§ WHAT THE TASK REQUIRES
Take the part of the listing that opens with the line containing "task: provide the mask of every instance of the wet" and closes with the line containing "[(142, 3), (83, 2), (1, 33), (3, 240), (142, 244)]", and write out only those lines with "wet rock surface" switched to "damp rock surface" and nothing else altered.
━━━ RECORDS FOR THIS TASK
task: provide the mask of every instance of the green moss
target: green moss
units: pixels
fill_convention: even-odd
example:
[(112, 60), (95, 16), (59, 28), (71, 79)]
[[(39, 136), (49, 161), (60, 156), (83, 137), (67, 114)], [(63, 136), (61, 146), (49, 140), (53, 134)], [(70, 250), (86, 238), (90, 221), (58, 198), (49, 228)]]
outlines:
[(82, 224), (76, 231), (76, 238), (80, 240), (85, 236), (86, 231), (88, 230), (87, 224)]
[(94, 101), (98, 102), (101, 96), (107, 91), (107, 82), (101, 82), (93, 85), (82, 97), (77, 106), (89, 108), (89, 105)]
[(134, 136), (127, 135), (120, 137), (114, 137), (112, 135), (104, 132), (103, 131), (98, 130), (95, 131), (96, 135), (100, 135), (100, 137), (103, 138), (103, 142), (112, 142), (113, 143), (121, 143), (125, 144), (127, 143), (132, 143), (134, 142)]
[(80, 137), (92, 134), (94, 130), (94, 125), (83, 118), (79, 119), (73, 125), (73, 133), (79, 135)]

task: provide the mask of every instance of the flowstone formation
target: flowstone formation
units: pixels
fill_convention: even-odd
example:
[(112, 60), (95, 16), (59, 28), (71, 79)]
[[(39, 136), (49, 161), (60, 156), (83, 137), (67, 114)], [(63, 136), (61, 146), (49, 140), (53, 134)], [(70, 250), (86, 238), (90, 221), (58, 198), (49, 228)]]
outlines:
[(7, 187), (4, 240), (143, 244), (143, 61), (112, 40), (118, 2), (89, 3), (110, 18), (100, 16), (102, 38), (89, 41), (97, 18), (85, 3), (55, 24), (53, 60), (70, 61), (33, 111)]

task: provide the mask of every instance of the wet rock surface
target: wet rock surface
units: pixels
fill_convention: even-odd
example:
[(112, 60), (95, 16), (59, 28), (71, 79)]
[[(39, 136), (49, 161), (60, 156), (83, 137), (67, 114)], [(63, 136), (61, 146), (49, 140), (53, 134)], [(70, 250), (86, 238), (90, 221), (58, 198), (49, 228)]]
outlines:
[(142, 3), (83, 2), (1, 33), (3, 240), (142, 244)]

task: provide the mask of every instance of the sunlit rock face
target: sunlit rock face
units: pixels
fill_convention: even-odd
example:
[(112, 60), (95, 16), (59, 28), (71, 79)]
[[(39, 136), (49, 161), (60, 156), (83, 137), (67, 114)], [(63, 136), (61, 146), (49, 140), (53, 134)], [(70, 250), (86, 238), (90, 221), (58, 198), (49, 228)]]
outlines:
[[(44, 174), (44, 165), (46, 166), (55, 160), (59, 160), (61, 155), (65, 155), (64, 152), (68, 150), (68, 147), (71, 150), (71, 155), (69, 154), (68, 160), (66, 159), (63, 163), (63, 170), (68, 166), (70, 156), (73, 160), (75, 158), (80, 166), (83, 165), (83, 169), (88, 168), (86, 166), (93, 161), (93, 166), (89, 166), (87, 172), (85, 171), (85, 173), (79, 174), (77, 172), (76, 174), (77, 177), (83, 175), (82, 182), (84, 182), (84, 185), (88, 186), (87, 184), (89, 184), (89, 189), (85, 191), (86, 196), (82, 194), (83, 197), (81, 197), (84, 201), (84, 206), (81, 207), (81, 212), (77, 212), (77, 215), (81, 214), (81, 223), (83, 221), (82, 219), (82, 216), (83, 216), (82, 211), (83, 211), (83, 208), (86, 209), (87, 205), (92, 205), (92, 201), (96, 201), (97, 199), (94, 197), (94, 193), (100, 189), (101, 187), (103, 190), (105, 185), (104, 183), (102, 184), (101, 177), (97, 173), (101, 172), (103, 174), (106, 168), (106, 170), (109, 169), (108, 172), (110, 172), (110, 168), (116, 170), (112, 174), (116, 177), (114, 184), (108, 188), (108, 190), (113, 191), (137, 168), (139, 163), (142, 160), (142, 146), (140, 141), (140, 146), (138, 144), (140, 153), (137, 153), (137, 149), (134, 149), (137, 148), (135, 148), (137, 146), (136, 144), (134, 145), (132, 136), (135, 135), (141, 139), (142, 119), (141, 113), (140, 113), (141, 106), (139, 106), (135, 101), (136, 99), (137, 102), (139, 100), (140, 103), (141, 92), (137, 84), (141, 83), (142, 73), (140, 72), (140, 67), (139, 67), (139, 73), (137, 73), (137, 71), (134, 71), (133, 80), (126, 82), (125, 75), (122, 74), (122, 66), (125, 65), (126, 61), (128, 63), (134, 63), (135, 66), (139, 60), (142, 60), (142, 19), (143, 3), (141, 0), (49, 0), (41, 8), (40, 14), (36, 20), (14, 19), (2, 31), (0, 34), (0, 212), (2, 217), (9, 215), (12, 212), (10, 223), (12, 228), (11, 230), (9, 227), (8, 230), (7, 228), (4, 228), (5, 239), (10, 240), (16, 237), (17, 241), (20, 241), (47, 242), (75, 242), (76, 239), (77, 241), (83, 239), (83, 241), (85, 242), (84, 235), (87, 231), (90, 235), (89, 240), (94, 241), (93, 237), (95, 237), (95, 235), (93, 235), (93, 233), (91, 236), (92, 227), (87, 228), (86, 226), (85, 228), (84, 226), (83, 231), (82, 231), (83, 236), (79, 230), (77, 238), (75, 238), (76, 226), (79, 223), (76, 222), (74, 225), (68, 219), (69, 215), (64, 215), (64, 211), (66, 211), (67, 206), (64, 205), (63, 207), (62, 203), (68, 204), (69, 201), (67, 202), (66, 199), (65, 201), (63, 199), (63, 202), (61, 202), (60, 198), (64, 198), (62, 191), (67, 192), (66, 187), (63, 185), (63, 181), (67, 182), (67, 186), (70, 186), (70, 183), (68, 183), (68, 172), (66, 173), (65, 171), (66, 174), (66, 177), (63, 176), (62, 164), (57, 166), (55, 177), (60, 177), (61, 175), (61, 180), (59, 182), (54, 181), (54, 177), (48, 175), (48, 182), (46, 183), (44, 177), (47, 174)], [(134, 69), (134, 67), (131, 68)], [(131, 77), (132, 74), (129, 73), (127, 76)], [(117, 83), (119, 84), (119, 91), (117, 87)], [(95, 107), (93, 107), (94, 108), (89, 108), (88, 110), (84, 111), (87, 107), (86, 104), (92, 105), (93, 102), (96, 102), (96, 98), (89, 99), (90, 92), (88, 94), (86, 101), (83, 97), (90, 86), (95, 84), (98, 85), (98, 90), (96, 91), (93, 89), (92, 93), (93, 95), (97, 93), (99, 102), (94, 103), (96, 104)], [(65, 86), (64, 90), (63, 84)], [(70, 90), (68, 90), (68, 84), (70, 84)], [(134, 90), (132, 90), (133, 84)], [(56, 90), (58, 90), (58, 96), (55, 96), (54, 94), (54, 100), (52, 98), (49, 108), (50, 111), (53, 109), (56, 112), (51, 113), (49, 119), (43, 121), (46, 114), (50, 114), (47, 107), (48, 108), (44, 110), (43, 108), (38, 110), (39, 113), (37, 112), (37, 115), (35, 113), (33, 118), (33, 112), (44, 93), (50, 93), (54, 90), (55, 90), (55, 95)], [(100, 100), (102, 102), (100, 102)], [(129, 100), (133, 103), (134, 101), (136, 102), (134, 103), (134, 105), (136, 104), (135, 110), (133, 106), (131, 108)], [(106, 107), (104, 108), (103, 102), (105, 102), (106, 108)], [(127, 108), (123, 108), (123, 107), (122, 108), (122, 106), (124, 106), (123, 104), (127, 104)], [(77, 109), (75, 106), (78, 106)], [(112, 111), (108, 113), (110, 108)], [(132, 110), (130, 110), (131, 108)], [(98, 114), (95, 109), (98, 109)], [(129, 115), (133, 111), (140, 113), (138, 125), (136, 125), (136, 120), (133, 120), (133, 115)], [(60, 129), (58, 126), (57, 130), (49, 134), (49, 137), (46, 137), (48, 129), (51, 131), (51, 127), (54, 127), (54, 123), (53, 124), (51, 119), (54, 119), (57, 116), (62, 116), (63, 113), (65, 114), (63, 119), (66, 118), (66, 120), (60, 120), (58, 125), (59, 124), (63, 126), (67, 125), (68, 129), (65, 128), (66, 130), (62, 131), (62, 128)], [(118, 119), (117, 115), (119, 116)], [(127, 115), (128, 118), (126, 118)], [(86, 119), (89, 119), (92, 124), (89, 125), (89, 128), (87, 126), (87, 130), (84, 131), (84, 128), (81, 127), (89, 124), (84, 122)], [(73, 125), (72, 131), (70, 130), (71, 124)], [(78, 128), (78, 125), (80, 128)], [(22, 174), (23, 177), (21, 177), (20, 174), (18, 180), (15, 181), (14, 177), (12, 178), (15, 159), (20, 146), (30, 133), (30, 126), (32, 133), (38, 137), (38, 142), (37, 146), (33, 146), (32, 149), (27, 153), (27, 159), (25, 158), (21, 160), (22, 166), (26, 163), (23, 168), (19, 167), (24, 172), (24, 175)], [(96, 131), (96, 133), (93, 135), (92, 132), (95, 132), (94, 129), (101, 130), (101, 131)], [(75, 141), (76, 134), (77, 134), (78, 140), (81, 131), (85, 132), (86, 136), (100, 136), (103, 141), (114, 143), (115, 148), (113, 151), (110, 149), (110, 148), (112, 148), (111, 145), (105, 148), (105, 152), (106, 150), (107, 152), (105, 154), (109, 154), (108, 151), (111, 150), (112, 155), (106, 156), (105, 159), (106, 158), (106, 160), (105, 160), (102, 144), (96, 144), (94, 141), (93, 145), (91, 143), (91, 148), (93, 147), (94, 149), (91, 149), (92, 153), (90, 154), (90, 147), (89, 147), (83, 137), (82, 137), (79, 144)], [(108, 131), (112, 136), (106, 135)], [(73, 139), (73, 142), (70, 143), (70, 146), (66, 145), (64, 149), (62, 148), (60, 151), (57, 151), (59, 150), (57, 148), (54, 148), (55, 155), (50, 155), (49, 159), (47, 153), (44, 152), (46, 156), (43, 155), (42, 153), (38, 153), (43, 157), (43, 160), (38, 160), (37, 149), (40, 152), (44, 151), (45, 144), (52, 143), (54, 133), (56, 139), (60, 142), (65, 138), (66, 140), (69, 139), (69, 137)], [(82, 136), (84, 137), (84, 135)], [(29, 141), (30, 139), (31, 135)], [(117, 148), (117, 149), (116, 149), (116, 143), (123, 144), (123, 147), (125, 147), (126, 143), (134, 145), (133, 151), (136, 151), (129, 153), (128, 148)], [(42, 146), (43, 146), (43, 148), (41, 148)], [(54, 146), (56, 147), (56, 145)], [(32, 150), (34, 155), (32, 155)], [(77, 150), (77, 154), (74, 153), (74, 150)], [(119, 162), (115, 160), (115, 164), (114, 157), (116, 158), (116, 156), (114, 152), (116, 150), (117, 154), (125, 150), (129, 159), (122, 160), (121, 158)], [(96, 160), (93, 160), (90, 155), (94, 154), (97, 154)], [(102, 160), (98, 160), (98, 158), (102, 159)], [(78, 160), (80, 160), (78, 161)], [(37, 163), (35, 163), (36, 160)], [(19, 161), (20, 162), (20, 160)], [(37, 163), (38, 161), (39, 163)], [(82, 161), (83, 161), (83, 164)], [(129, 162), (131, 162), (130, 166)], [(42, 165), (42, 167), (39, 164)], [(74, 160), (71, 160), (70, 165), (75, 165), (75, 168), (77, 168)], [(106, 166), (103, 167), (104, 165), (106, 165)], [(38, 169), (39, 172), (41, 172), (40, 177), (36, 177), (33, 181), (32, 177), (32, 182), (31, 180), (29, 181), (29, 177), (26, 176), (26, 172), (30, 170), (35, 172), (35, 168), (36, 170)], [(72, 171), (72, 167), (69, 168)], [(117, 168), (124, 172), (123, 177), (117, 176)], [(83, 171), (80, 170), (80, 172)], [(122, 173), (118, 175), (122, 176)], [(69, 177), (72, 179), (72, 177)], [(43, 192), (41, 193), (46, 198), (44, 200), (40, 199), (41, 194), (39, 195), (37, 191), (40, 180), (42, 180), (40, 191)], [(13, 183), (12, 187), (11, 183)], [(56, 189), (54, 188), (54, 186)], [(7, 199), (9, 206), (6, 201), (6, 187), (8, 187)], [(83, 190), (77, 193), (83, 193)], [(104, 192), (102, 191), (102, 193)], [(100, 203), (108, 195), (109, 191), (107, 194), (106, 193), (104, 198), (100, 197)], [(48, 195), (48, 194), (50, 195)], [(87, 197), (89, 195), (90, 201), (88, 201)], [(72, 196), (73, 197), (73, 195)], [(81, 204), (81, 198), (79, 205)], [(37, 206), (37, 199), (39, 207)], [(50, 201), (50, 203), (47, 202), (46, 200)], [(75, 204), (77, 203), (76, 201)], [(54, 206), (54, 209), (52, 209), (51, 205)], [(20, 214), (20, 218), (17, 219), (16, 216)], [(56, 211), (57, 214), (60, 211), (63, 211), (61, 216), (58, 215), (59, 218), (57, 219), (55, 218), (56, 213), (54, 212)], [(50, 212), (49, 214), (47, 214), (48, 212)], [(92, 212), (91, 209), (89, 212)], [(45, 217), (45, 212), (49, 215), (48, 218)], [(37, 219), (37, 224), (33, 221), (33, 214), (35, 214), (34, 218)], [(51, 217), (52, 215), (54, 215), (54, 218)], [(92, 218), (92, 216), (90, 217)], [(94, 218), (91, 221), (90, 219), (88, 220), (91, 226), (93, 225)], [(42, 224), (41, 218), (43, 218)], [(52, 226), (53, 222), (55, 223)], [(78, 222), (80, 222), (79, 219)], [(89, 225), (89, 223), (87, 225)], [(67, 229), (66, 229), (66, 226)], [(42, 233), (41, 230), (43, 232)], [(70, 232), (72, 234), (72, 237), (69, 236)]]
━━━━━━
§ ANSWER TO THIS TASK
task: provide the mask of every instance of the damp rock surface
target: damp rock surface
units: pixels
fill_convention: even-odd
example:
[(112, 60), (95, 16), (59, 28), (71, 79)]
[[(39, 136), (49, 161), (60, 156), (83, 137), (67, 114)], [(63, 136), (61, 146), (49, 140), (53, 134)], [(70, 250), (86, 238), (90, 221), (58, 198), (49, 228)]]
outlines:
[(142, 3), (83, 2), (1, 33), (3, 240), (142, 244)]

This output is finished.